━━━ Extract provided
Vaudeville entertainer Gus Edwards discovered them performing in a benefit concert in Des Moines, Iowa and put them on the road to their professional career.

Leota and Lola then left to New York and both made their Broadway debuts in the late twenties, Lola in 1928, as Sally Moss in The War Song, which opened on Broadway on August 24, 1928, at the Nederlander Theatre (then known as the National Theatre) and Leota in 1929 as Contrary Mary in Babes in Toyland, which opened on December 23, 1929, at Jolson's 59th Street Theatre. Leota later followed her sister to Hollywood where she made her first screen appearance in a comedy short film Three Hollywood Girls (1930) directed by Roscoe Fatty Arbuckle, but soon returned to New York, where she later completed a BS degree in music at the Juilliard School in May, 1939. She originally also had a role in Michael Curtiz's Four Daughters (1938), as Emma Lemp but the director replaced her by Gale Page. She plays a role in You"re Next to Closing, another two-reel Vitaphone production (1939), a source erroneously presented as her "film debut" in certain sources.
━━━━━━
━━━ Extracted entries
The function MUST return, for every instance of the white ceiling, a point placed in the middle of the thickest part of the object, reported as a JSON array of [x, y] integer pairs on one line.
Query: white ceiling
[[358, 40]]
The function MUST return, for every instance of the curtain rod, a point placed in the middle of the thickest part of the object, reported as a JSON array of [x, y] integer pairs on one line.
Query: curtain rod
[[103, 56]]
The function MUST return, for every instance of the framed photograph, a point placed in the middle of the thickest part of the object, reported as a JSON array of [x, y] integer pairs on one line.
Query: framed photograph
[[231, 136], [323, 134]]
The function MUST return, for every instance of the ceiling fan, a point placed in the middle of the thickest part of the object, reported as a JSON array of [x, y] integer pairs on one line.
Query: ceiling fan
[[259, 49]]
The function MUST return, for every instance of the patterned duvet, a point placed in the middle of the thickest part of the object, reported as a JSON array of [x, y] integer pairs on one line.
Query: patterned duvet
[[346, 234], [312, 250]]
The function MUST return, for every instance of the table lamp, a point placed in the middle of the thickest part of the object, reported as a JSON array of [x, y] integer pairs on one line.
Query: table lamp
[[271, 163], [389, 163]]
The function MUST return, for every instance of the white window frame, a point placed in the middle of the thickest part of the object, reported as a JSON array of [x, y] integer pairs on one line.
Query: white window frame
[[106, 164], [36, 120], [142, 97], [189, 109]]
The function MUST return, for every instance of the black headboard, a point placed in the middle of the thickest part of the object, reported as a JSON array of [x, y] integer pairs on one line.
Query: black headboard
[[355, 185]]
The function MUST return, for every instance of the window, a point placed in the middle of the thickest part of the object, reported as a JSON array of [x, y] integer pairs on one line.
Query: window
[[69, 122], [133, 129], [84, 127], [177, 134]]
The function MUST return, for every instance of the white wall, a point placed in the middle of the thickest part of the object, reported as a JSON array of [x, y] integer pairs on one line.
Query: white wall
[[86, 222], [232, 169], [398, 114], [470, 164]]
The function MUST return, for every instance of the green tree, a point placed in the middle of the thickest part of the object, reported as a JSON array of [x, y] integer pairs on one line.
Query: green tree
━━━━━━
● **Work instruction 1**
In the passage about Leota and Lola, what role did Lola play in her Broadway debut?
● **Work instruction 2**
List every person named in the passage about Leota and Lola.

● **Written response 1**
Sally Moss in The War Song.

● **Written response 2**
Gus Edwards, Leota, Lola, Roscoe Fatty Arbuckle, Michael Curtiz, Gale Page